### RECORDS FOR PROCESSING
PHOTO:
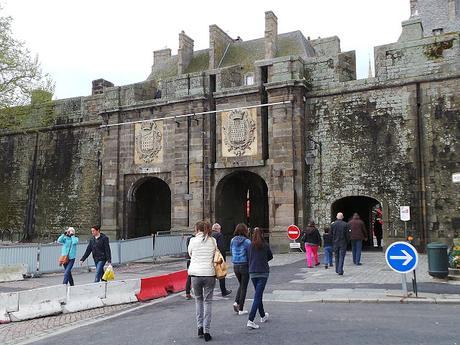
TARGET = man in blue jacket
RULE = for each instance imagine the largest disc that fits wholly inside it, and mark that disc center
(340, 237)
(98, 246)
(217, 234)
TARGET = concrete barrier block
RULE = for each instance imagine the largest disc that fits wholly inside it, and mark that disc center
(122, 291)
(9, 302)
(39, 302)
(9, 273)
(83, 297)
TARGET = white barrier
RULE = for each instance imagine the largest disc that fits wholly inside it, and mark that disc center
(9, 302)
(9, 273)
(83, 297)
(39, 302)
(122, 291)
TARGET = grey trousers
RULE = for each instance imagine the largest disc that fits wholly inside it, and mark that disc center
(203, 288)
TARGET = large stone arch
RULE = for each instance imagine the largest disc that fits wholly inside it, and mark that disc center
(362, 204)
(231, 201)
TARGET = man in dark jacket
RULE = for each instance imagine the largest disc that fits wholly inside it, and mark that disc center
(340, 238)
(358, 234)
(98, 246)
(217, 234)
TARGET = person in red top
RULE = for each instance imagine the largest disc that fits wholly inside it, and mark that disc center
(358, 234)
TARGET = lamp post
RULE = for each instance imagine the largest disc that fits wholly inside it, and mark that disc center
(315, 149)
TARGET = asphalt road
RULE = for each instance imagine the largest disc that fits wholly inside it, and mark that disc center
(172, 321)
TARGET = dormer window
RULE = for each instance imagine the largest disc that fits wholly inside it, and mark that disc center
(249, 79)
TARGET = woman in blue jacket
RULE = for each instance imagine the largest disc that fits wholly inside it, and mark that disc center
(239, 247)
(69, 247)
(259, 254)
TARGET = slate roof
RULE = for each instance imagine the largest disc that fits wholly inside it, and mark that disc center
(243, 53)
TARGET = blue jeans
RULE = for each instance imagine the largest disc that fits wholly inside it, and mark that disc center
(328, 255)
(356, 246)
(99, 270)
(259, 287)
(339, 259)
(68, 272)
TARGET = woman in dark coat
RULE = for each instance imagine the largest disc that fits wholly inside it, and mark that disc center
(259, 254)
(312, 240)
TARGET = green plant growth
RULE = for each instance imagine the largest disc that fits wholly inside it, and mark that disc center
(22, 81)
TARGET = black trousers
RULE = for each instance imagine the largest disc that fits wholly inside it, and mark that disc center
(242, 274)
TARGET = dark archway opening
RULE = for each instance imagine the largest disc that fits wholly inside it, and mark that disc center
(364, 206)
(241, 197)
(151, 208)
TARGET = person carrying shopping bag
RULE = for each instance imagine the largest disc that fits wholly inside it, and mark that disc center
(239, 247)
(98, 246)
(68, 253)
(259, 254)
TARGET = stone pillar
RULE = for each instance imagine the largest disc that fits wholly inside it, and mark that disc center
(218, 43)
(99, 85)
(185, 52)
(161, 56)
(271, 35)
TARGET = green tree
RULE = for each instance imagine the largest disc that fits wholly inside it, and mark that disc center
(21, 78)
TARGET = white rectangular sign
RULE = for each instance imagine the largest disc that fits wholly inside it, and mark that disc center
(404, 213)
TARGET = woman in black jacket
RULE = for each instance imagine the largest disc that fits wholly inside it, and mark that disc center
(259, 254)
(312, 240)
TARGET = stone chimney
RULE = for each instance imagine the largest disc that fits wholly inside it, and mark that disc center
(185, 53)
(99, 85)
(271, 35)
(161, 56)
(218, 43)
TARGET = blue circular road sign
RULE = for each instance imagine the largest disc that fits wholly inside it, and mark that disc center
(402, 257)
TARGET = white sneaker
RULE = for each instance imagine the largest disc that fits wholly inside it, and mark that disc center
(252, 324)
(265, 318)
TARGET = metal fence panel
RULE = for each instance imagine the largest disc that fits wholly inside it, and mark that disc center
(11, 255)
(49, 256)
(136, 248)
(170, 245)
(115, 252)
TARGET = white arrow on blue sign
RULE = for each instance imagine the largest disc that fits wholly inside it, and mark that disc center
(402, 257)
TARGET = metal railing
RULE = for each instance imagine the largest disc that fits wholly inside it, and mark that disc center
(43, 258)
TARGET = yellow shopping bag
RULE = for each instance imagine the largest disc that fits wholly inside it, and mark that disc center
(109, 274)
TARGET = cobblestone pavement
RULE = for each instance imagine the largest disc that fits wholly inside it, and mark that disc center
(373, 270)
(16, 332)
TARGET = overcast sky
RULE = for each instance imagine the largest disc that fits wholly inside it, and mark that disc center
(81, 40)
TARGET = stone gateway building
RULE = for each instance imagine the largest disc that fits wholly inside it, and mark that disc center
(270, 132)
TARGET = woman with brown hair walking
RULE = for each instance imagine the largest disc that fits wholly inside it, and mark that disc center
(201, 250)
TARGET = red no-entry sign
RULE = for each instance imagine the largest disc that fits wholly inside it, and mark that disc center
(293, 232)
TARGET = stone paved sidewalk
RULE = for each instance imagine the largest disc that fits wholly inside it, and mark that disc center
(373, 271)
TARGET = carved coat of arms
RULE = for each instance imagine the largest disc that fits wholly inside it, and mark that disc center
(148, 141)
(239, 131)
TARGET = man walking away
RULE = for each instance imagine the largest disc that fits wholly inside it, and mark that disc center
(358, 234)
(217, 234)
(98, 246)
(340, 238)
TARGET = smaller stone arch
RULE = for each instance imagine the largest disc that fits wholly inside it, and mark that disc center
(149, 207)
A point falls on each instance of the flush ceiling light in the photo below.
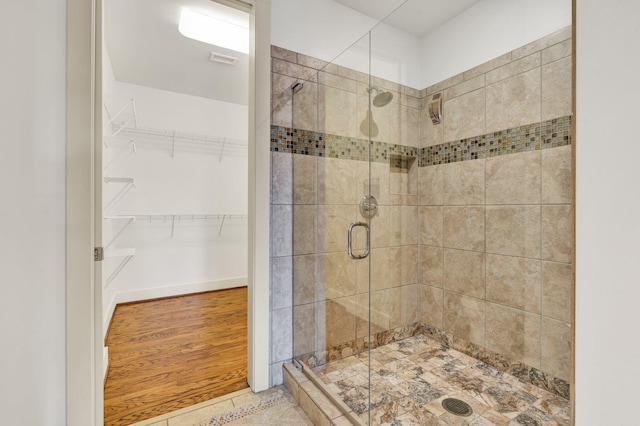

### EXERCISE DESCRIPTION
Report how many lines above include "blue". Nothing else.

### OUTPUT FOR THIS TASK
5